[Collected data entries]

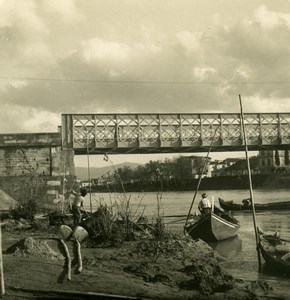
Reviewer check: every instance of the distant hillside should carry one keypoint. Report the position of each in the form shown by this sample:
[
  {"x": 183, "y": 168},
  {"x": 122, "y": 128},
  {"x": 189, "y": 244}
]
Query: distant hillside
[{"x": 82, "y": 172}]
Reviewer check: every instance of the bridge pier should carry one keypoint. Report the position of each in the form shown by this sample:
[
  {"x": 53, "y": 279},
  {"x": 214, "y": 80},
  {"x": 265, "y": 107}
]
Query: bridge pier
[{"x": 34, "y": 166}]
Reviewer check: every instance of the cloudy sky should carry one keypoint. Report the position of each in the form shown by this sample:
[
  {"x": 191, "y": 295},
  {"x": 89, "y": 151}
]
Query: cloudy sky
[{"x": 75, "y": 56}]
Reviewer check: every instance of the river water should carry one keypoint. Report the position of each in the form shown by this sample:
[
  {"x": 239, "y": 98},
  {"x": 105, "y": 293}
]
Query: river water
[{"x": 239, "y": 255}]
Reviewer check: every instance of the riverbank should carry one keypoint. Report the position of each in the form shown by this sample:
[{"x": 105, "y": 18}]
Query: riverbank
[
  {"x": 272, "y": 181},
  {"x": 145, "y": 268}
]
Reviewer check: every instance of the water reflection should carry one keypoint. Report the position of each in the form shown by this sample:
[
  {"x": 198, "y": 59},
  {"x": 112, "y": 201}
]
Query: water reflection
[{"x": 228, "y": 248}]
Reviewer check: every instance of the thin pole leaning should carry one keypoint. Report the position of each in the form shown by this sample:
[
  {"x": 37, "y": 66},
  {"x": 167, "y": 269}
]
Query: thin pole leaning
[
  {"x": 1, "y": 264},
  {"x": 250, "y": 183},
  {"x": 89, "y": 173},
  {"x": 200, "y": 177}
]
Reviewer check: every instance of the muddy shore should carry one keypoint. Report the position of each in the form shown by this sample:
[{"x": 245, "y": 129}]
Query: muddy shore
[{"x": 35, "y": 267}]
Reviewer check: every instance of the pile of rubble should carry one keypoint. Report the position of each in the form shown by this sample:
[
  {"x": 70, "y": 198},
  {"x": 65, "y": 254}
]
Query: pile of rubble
[{"x": 30, "y": 247}]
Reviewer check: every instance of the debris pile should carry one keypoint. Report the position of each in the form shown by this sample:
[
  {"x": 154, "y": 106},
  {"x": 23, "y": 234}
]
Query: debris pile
[
  {"x": 191, "y": 265},
  {"x": 30, "y": 247}
]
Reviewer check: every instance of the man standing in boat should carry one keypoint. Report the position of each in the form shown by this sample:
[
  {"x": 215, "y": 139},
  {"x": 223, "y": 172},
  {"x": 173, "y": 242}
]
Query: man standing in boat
[{"x": 204, "y": 205}]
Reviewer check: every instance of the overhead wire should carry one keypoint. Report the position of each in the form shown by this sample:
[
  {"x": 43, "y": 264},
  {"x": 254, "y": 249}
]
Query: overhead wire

**SET PROBLEM:** Copy the records above word for word, leaving out the pictures.

**IN RESPONSE:**
Reviewer check: every instance of the distant hillside should carry one keypoint. Report the position of each in the form shown by this sample:
[
  {"x": 183, "y": 168},
  {"x": 122, "y": 128},
  {"x": 189, "y": 244}
]
Query: distant hillside
[{"x": 82, "y": 172}]
Reviewer check: every instance of the bridge pier should carry one keypoint. Report the position of each in the form shown by this sample:
[
  {"x": 53, "y": 279},
  {"x": 214, "y": 80},
  {"x": 265, "y": 107}
]
Query: bridge pier
[{"x": 34, "y": 166}]
Reviewer check: every instance of the cloudy sky should carry one keypoint. Report the position of each in the form shown by this sample:
[
  {"x": 191, "y": 295},
  {"x": 89, "y": 151}
]
Query: cloudy sky
[{"x": 75, "y": 56}]
Reviewer check: every instance of the river water should carry one keypoint. Report the position of each in the form shown by this sample:
[
  {"x": 239, "y": 98},
  {"x": 105, "y": 293}
]
Query: river water
[{"x": 239, "y": 255}]
Reviewer check: every instance of the riverbank should carry one keypoint. Report the position of each in the form shown by this sample:
[{"x": 105, "y": 18}]
Query: riverbank
[
  {"x": 272, "y": 181},
  {"x": 145, "y": 268}
]
Reviewer check: every instance of the water reflection should carry one keypoint. Report the position of each in the form shown by this sample:
[
  {"x": 198, "y": 59},
  {"x": 112, "y": 201}
]
Query: water reflection
[{"x": 228, "y": 248}]
Reviewer check: every instance of the thin pole leaning should carry one keypoint. Report the position of each in the form shown by this sample:
[
  {"x": 37, "y": 66},
  {"x": 167, "y": 269}
]
Query: thin pole leaning
[
  {"x": 1, "y": 264},
  {"x": 250, "y": 183},
  {"x": 89, "y": 173},
  {"x": 200, "y": 177}
]
Reviewer check: every instance of the muddy shore should carry one keypoint. Report the position of each in the form shown by this sample:
[{"x": 245, "y": 129}]
Query: muddy shore
[{"x": 35, "y": 267}]
Reviewer check: every instance of the pile of rubble should carry one keypoint. Report the position of each in the form shown by this sample:
[
  {"x": 70, "y": 198},
  {"x": 65, "y": 254}
]
Query: pile of rubble
[{"x": 30, "y": 247}]
Reviewer check: every instance of the debris pile should carry one keypoint. Report the position of each in the form shown by this sample:
[
  {"x": 154, "y": 106},
  {"x": 23, "y": 234}
]
Query: debris pile
[
  {"x": 191, "y": 265},
  {"x": 30, "y": 247}
]
Reviewer check: every instance of the man standing in boat should carry one keypoint. Report the position of each in the form shown by this sample:
[
  {"x": 215, "y": 139},
  {"x": 223, "y": 172},
  {"x": 173, "y": 242}
]
Query: man standing in boat
[{"x": 204, "y": 205}]
Reviewer check: every instance of the overhead wire should carry one keypoint. Report the position of each in the form shown by this sample:
[
  {"x": 43, "y": 264},
  {"x": 254, "y": 249}
]
Query: overhead wire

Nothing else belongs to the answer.